Record set section start
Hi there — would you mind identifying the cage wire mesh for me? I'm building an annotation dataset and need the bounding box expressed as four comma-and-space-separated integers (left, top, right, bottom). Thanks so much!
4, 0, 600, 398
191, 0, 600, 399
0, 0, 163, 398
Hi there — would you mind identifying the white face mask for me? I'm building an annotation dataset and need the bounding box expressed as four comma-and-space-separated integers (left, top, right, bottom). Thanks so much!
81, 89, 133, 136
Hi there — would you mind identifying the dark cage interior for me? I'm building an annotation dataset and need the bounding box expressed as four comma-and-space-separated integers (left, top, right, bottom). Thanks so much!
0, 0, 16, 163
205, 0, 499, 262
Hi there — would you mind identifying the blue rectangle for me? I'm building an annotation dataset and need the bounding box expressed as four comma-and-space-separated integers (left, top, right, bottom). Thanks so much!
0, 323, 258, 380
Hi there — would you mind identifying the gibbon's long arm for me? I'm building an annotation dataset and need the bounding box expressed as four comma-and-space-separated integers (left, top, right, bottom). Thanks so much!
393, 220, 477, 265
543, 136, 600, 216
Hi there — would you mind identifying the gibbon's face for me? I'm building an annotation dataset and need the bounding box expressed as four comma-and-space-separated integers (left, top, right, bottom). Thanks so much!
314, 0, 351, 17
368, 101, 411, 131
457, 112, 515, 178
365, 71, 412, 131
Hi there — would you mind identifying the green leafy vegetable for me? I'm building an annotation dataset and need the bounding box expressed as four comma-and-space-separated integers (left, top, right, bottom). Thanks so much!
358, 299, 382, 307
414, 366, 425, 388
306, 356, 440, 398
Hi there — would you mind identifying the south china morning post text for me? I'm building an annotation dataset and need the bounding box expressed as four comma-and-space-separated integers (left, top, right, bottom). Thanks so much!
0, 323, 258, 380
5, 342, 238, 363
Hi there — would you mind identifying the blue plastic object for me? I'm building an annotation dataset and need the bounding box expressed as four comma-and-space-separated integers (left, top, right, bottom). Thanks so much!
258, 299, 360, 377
Record set section end
Exercise details:
Lines from the one with "Hi there — would you mind identifying the dark" through the end of the data: set these down exactly, including both ends and nothing more.

Task answer:
Hi there — would you mind identifying the dark cage interior for me? I'm building an annotation dataset and need the bounding box expressed as four comma-and-space-separated integers (left, top, right, bottom). Thanks so much!
0, 0, 16, 163
205, 0, 499, 262
Hi there — would you mind identifying the blue rectangle for me? I'm building an annotation dataset and need the bounding box expressed as four comma-and-space-separated integers (left, top, right, bottom). Thanks so much!
0, 323, 258, 380
Hi there — would you mind identifying the gibbon's long arm for me? I'm building an annotation dataset and need the bounding box expressed as four comma-and-space-separated integers (left, top, right, bottom). Thanks so much!
393, 220, 477, 265
543, 136, 600, 216
Hi there — would you mind identifying the gibbon's face for me? I'm building an annotation dataset and need the bounding box expressed as four comma-and-space-separated integers (left, top, right, bottom). Thanks so much!
314, 0, 351, 17
368, 101, 411, 131
457, 112, 515, 178
365, 71, 412, 131
Hi there — would you mind identifying the green leafy vegetable for me? I'm building an annotation dataset and need the bounding box expressed as four comma-and-space-separated integers (left, top, right, bottom). Thanks so much!
358, 299, 382, 307
414, 366, 425, 388
306, 356, 440, 398
Hi there — would you mind identifying the south china morning post text for me? I'm building an annotation dataset and need the bounding box expressed as four comma-and-space-separated integers (left, top, right, bottom). Thanks so much!
0, 323, 258, 380
5, 342, 238, 363
Hi there — would you mind identifying the blue plastic object for me? I'm building an annotation dataset and need the bounding box expressed as four comma-and-space-separated integers (left, top, right, bottom). Thanks so much!
258, 299, 360, 377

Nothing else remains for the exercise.